# Source:
## begin
At bottom, we ourselves are disconnected from source. and do not see our own collective action as cumulatively broken. Breaking the world into pieces and parts itself is an act of disconnecting, enabled by the Western tendency toward dualism. Regarding people, customs, and culture as “other” breaks up the very web that constitutes the interior of the acting society. The act of separating what we see as “outside” is made in attempt to sort equal Being into hierarchy. This self-imposes a hierarchy to the interior.
 

These images portray the instability of the fragmentation of our human world. In the first image, the body is reaching toward an outside world that is only composed of their reflection. The reflection is broken, and the balance we see is trepid, metaphorically speaking for the dooming balance of duality between perceiver//subject and external world//environment the Western world has assigned for itself.
 

In the second image, we see the perception of fragmentation in reflection. There is a
commentary on “perceiver” made through the inclusion of both the underside of the face ( eyes ) and the reflection. It is almost as though the viewer of the image is offered the perspective of the reflector, but not quite. Instead we get to see the reflector as both object, subject, and in-between. We see a face in part eager to meet itself. The expression of eagerness necessitates that there must be some layer of dis-familiarity. A person seeing the world in a new way, or possibly engaging in the essential act of reflecting on reality for the first time. At the same time, the eyes
seem surprised that the world they see is there-- in this way the image represents a precarious balancing act; and utter knowing that this world ought to not be standing at the stage we’re in.


Our world is broken, and on the delicate brink of dilapidation.
The posturing of the second image is replicated in the third, but the perspective is entirely changed. This third image echoes again the precarious precision required of the balancing act. This time, a single rose is balanced, representing the environment and her elegance. A rose stands above head, suggesting the eradication of the head-over-body conquest model. The body is postured, and the eyes are in focus so to dedicate every bit of the human force to honor the balance of the human The body is unrobed and blue, symbolizing the openness to vulnerability and the freeing from societal conditionings.


A person with a mirror is the actor to blur perceptual reality. To me, the Object of the photograph subjects the camera to the Object’s rules of existence. I consider this relationship to stand for greater happenings in the world: Our World may be held collectively by an Object unknown to us that inflicts on us --as Subject-- actions, ways, patterns of our lives. It is interesting to re-work this framework into the consideration that the sum total of our outward-looking experience, i.e. the sum total of the physical realm, equates to that acting Object. If we are acting into the physical realm, into our experience, isn’t it us too acting into the greater Object that reflects back to us? In this way, we can see a continual role of our perception in nepantla- we are continuously working between two seemingly opposing forces. There is truly no duality between Object and Subject, but an intersecting realm of ontological nepantla. Knowing this space of nepantla means knowing and cultivating the right kind of change.
## end
# Records shown:
## begin
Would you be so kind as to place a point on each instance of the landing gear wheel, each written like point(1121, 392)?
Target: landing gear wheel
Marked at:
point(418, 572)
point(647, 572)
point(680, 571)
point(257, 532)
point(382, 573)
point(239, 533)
## end
# Directions:
**A)** Can you rewrite the essay on fragmentation from "These images portray" to "assigned for itself.", putting "mirror image" in place of "reflection"?
**B)** How would this sentence from the essay on fragmentation read in Spanish: "Our world is broken, and on the delicate brink of dilapidation."

# Answers:
**A)**
These images portray the instability of the fragmentation of our human world. In the first image, the body is reaching toward an outside world that is only composed of their mirror image. The mirror image is broken, and the balance we see is trepid, metaphorically speaking for the dooming balance of duality between perceiver//subject and external world//environment the Western world has assigned for itself.

**B)** Nuestro mundo está roto y al delicado borde del deterioro.